* **DIRECTIONS FOR THIS TASK**:
From the data below, return each line in which the string "hair" is found.

* **AVAILABLE DATA**:
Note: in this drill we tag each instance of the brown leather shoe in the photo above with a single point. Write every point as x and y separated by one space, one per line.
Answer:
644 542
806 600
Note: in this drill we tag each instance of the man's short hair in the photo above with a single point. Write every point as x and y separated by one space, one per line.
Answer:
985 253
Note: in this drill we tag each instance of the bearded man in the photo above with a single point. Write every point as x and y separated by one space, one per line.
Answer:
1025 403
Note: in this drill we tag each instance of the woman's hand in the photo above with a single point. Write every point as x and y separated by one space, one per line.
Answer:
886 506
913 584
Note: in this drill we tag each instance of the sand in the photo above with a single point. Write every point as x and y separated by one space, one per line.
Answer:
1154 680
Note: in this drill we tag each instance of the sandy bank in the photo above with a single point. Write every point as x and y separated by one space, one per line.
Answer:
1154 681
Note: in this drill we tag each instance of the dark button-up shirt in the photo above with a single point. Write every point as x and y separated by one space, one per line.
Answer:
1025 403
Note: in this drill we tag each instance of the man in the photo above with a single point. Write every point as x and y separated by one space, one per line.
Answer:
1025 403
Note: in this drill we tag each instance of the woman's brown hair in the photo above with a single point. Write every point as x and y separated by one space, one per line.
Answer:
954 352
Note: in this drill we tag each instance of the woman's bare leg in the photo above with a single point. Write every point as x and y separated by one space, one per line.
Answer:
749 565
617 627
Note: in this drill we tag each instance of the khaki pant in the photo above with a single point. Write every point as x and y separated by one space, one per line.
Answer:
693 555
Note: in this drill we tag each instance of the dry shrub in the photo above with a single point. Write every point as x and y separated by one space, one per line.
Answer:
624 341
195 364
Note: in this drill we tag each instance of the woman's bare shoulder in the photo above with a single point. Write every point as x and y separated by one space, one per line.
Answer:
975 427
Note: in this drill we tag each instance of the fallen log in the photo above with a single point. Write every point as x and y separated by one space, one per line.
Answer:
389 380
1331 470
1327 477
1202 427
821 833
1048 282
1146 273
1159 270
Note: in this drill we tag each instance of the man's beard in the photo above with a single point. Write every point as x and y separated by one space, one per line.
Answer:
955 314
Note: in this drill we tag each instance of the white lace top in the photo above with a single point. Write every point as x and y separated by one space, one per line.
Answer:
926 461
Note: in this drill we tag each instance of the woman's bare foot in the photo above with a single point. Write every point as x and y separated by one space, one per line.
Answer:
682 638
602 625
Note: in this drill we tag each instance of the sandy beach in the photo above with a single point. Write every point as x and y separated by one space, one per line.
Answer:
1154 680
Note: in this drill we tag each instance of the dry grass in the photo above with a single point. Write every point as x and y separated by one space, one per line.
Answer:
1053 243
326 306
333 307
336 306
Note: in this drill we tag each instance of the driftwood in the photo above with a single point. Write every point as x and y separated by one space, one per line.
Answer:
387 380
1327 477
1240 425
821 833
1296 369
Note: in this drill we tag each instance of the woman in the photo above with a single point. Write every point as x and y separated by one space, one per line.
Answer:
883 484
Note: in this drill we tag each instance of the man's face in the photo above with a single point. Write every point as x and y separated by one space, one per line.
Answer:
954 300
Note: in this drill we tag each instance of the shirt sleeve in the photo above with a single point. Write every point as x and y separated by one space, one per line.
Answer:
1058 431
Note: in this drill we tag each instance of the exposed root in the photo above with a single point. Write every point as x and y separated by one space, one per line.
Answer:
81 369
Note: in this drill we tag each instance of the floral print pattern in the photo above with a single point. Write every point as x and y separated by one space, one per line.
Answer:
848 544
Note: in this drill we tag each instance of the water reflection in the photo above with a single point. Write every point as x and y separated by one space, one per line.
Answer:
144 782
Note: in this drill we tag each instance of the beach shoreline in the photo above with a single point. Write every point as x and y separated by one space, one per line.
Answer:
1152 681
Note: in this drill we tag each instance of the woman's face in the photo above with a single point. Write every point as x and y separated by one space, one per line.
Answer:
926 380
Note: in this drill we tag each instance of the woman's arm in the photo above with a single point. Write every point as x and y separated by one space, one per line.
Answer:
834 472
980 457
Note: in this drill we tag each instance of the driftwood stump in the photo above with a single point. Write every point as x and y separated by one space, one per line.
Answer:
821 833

* **WRITTEN RESPONSE**:
Note: in this drill we tag each instance of the man's short hair in the photo above with a single point. Write every point as x and y separated by one space, one per line.
Note: in this drill we tag each instance of the woman's brown hair in the photo above with a single point. Write every point as x and y separated by one space, one per line.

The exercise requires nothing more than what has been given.